Dataset rows:
====

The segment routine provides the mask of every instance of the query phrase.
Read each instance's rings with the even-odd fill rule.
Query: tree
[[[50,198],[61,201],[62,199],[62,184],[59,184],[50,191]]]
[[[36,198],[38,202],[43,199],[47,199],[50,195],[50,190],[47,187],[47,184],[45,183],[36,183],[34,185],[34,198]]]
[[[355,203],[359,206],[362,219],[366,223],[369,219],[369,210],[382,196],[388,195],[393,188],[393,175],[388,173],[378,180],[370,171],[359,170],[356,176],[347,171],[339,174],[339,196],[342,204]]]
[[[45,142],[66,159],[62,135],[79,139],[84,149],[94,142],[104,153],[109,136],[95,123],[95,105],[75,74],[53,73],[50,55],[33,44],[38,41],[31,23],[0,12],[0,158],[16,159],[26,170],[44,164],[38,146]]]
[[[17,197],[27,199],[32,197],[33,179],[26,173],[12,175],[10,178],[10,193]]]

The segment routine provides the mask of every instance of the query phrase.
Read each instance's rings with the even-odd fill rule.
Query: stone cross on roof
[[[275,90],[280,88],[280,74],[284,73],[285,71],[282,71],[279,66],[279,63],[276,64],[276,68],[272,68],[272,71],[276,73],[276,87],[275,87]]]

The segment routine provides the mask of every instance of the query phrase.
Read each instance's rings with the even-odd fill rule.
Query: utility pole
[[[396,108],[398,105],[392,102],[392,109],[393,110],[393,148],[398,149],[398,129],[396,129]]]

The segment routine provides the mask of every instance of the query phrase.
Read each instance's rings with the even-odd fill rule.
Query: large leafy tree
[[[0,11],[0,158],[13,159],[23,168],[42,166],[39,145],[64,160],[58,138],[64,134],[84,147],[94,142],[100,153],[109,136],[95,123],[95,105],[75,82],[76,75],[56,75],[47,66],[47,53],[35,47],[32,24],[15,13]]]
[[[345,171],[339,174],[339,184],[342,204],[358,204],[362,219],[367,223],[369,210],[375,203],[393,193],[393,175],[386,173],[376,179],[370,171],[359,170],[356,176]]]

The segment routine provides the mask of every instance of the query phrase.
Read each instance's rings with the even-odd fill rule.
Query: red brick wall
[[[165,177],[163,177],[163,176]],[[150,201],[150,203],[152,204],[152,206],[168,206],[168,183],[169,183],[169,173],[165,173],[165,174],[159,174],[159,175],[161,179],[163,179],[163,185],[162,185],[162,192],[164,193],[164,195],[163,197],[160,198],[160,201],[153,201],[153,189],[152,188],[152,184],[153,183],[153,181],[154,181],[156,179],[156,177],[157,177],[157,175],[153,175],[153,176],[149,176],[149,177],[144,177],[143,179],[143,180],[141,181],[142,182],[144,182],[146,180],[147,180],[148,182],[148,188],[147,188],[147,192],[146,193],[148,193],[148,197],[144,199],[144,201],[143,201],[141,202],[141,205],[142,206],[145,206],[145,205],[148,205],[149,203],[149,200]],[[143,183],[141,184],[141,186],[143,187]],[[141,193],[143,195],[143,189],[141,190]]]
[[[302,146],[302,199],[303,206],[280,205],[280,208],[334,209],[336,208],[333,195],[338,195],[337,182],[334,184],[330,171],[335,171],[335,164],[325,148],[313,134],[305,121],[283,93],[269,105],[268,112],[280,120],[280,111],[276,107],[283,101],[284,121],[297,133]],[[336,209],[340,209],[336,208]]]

====

* The exercise
Reproduce the entries from their first line through the line that contains "[[[50,198],[61,201],[62,199],[62,184],[59,184],[50,191]]]", including both ends.

* Written response
The segment routine provides the mask of every instance of the query phrase.
Read each instance's rings with the even-odd fill rule.
Query: tree
[[[50,198],[61,201],[62,199],[62,184],[59,184],[50,191]]]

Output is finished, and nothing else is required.